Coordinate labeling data
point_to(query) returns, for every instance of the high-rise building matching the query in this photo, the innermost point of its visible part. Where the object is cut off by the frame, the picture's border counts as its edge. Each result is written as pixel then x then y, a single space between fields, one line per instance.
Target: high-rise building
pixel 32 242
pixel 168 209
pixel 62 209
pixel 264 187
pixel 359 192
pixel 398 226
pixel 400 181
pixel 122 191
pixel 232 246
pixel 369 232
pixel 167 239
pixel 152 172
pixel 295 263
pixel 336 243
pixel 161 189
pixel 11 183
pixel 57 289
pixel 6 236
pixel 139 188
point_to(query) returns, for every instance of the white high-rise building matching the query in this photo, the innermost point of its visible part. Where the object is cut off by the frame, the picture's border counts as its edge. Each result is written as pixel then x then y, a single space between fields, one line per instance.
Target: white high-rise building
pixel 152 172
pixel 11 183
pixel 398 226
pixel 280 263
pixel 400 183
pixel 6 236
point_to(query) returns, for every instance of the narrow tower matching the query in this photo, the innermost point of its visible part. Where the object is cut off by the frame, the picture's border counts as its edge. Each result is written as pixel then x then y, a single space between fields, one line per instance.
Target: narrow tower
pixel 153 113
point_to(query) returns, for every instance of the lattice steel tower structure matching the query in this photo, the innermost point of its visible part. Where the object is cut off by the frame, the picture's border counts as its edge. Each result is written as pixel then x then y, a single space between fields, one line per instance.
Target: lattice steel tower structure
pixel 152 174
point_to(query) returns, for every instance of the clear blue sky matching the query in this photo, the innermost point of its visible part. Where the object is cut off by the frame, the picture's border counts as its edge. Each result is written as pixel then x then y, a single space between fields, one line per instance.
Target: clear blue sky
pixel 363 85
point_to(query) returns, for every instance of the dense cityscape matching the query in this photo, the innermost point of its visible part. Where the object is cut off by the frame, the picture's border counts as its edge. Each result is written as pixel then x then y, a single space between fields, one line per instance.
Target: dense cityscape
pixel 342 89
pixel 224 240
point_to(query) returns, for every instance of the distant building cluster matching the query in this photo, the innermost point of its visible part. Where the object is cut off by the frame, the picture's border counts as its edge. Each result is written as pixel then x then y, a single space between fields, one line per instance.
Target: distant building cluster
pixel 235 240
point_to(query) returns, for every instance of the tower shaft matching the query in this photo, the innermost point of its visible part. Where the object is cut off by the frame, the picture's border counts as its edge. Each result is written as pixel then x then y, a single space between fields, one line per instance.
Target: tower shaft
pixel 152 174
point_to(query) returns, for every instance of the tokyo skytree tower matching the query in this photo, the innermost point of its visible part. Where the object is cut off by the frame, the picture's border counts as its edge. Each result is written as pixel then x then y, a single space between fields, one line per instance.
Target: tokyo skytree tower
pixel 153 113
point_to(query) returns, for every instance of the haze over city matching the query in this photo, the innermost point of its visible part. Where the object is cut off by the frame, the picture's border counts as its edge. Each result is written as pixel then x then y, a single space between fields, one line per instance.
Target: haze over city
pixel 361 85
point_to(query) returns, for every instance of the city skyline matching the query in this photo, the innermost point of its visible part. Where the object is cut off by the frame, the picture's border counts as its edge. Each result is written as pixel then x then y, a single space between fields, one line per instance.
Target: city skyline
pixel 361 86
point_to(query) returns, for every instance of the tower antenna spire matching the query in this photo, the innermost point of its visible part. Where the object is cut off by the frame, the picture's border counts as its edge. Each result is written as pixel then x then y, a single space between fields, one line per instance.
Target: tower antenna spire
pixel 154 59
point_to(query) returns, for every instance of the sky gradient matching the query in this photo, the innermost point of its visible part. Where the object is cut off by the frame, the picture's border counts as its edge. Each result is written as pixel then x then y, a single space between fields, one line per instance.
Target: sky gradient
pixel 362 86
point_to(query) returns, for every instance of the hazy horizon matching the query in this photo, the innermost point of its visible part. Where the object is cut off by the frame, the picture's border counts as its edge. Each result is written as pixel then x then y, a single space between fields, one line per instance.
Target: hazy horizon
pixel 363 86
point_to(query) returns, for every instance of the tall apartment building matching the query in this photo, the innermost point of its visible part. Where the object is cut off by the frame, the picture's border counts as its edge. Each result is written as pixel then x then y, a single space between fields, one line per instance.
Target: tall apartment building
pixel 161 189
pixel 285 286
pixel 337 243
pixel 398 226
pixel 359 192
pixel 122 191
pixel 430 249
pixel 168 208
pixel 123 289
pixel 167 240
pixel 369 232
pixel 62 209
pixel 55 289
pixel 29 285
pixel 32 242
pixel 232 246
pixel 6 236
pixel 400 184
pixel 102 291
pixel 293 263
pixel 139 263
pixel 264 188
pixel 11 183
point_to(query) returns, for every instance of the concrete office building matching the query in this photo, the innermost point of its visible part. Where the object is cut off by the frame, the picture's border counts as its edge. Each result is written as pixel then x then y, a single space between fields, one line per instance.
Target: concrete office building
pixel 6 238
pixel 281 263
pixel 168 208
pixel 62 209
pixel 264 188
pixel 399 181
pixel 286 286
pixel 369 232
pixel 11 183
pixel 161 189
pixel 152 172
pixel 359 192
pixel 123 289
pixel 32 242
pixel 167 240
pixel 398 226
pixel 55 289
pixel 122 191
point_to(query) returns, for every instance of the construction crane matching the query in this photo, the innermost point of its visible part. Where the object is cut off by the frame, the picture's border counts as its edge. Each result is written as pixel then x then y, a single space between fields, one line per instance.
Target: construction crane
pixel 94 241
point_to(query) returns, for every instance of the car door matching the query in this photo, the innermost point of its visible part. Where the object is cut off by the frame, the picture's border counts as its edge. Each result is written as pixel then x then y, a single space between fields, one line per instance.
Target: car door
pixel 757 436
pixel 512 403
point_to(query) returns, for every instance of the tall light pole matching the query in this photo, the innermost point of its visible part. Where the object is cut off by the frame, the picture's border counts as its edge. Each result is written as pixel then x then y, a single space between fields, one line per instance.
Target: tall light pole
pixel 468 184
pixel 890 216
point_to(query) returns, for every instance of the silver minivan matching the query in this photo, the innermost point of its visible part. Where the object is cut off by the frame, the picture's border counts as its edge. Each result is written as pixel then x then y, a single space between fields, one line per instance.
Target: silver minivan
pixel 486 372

Instruction: Swap every "innermost point" in the items above for "most central point", and write out all the items again with nothing else changed.

Problem solution:
point_to(query) returns, for every instance of the high-rise building matching the query in this photo, the most central point of its visible part. Where the object is cut off by the frame, the picture's border counts as its edge. Each result is written as pixel then x then y, a single space between fields, one line per instance.
Target: high-rise building
pixel 32 242
pixel 168 209
pixel 62 209
pixel 264 187
pixel 359 192
pixel 398 226
pixel 400 181
pixel 122 191
pixel 232 246
pixel 369 232
pixel 167 239
pixel 152 172
pixel 295 263
pixel 336 243
pixel 161 189
pixel 11 183
pixel 57 289
pixel 6 236
pixel 139 188
point_to(query) returns, for every instance of the white high-rise building matching the query in this photo, the most central point of its visible part. Where the object is cut off by the frame, the picture's border counts as its edge. Each result is written as pixel then x then y, a single space between fields, one line per instance.
Target: white high-rise building
pixel 152 172
pixel 11 183
pixel 398 226
pixel 280 263
pixel 400 183
pixel 6 236
point_to(query) returns, for every instance of the narrow tower matching the query in this photo, the most central point of its visible part. Where the object is cut off by the frame, the picture's border counts as its edge. Each result is written as pixel then x then y, a single space between fields, one line per instance.
Target: narrow tower
pixel 153 113
point_to(query) returns, for every instance of the lattice steel tower structure matching the query in this photo, the most central point of its visible part. Where the object is cut off by the frame, the picture's border counts as its edge. Each result is written as pixel then x then y, a single space between fields, one line per instance.
Target: lattice steel tower structure
pixel 152 174
point_to(query) returns, for every instance of the clear blue sky matching the query in this photo, the most central point of its visible part. Where the object is cut off by the frame, the picture's border counts as its edge. Each result is written as pixel then x then y, a single space between fields, one line per instance.
Target: clear blue sky
pixel 363 85
point_to(query) returns, for every instance of the dense cityscape matching the query in this photo, the most central point of its visible part. Where the object is cut off by the frame, the picture's border counts as its edge. Each result is written as pixel then x then y, a single space between fields, one line per instance.
Target: dense cityscape
pixel 342 89
pixel 224 240
point_to(query) returns, for every instance of the distant building cluster matching the query in this photo, the most central point of its visible part. Where the object is cut off by the frame, the picture's border counts as its edge. Each result is written as pixel then x then y, a single space between fields, one line per instance.
Target: distant building cluster
pixel 235 240
point_to(query) returns, for every instance of the tower shaft matching the query in this photo, the most central point of its visible part. Where the object is cut off by the frame, the picture's border counts as its edge. Each result is written as pixel then x then y, a single space between fields, one line per instance.
Target: tower shaft
pixel 152 174
point_to(query) returns, for every instance of the tokyo skytree tower matching the query in this photo, the most central point of its visible part. Where the object is cut off by the frame, the picture's border counts as its edge. Each result is written as pixel then x then y, a single space between fields, one line per instance.
Target: tokyo skytree tower
pixel 153 113
point_to(query) returns, for every instance of the haze over city matching the query in this photo, the most central point of its visible part. Where the object is cut off by the frame, the picture's border counts as its edge. Each result is written as pixel then x then y, a single space between fields, one line per instance.
Target: haze over city
pixel 361 85
point_to(query) returns, for every instance of the city skyline matching the query in this photo, the most central point of its visible part. Where the object is cut off by the frame, the picture's border counts as its edge. Each result is written as pixel then x then y, a single space between fields, one line per instance.
Target: city skyline
pixel 361 86
point_to(query) returns, for every instance of the tower antenna spire matching the query in this photo, the most central point of its visible part. Where the object is cut off by the frame, the picture's border counts as its edge. Each result is written as pixel then x then y, a single space between fields, one line per instance.
Target: tower antenna spire
pixel 154 59
point_to(query) returns, for every instance of the sky gradient matching the query in this photo, the most central point of its visible part. Where the object is cut off by the frame, the picture's border counts as its edge. Each result is written as pixel then x then y, a single space between fields, one line per instance.
Target: sky gradient
pixel 362 86
point_to(query) returns, for every instance of the hazy horizon matching the query in this photo, the most central point of its visible part. Where the object is cut off by the frame, the picture's border counts as its edge. Each result is written as pixel then x then y, a single space between fields, one line per instance.
Target: hazy horizon
pixel 363 86
point_to(query) returns, for every instance of the tall apartment building matching the query in this photo, the most central point of its visible part. Where the object is cut off by the frame, the picture's border counts as its edge. Each result is written as pixel then x then y, a single space between fields, one line per instance.
Target: tall apartment building
pixel 161 189
pixel 285 286
pixel 337 243
pixel 398 226
pixel 359 192
pixel 122 191
pixel 430 249
pixel 168 208
pixel 123 289
pixel 167 240
pixel 369 232
pixel 62 209
pixel 55 289
pixel 29 285
pixel 32 242
pixel 232 246
pixel 6 236
pixel 400 184
pixel 102 291
pixel 293 263
pixel 139 263
pixel 264 188
pixel 11 183
point_to(query) returns, for every instance of the concrete office building matching the query in this photo, the most central point of its visible part. Where the object is cut off by the frame, the picture's border counts as its edge. Each result is written as pixel then x then y, a single space between fields, one line per instance.
Target: concrete office building
pixel 6 238
pixel 281 263
pixel 168 208
pixel 62 209
pixel 264 188
pixel 399 181
pixel 286 286
pixel 369 232
pixel 11 183
pixel 161 189
pixel 152 172
pixel 359 192
pixel 123 289
pixel 32 242
pixel 167 240
pixel 398 226
pixel 55 289
pixel 122 191
point_to(query) returns, for every instance of the construction crane matching the query in this photo, the most central point of its visible part. Where the object is cut off by the frame, the picture's border counts as its edge. Each result is written as pixel then x then y, a single space between fields, one line per instance.
Target: construction crane
pixel 94 241
point_to(query) returns, for every instance of the car door matching the query in this photo, the most central point of its visible part. Where the object is cut off by the frame, the picture's border counts as its edge. Each result is written as pixel then x then y, a single space between fields, one line per instance.
Target: car door
pixel 757 436
pixel 512 403
point_to(query) returns, for every instance of the tall light pole matching the query in this photo, the most central point of its visible part. Where the object is cut off by the frame, the picture's border counts as its edge. Each result is written as pixel then x then y, a single space between fields, one line per instance.
Target: tall light pole
pixel 468 184
pixel 890 216
point_to(query) returns, for every instance of the silver minivan matching the query in this photo, the most central point of its visible part. Where the object is cut off by the frame, the picture's border counts as its edge. Each result is written as pixel then x then y, a single space between fields, one line per instance.
Target: silver minivan
pixel 486 372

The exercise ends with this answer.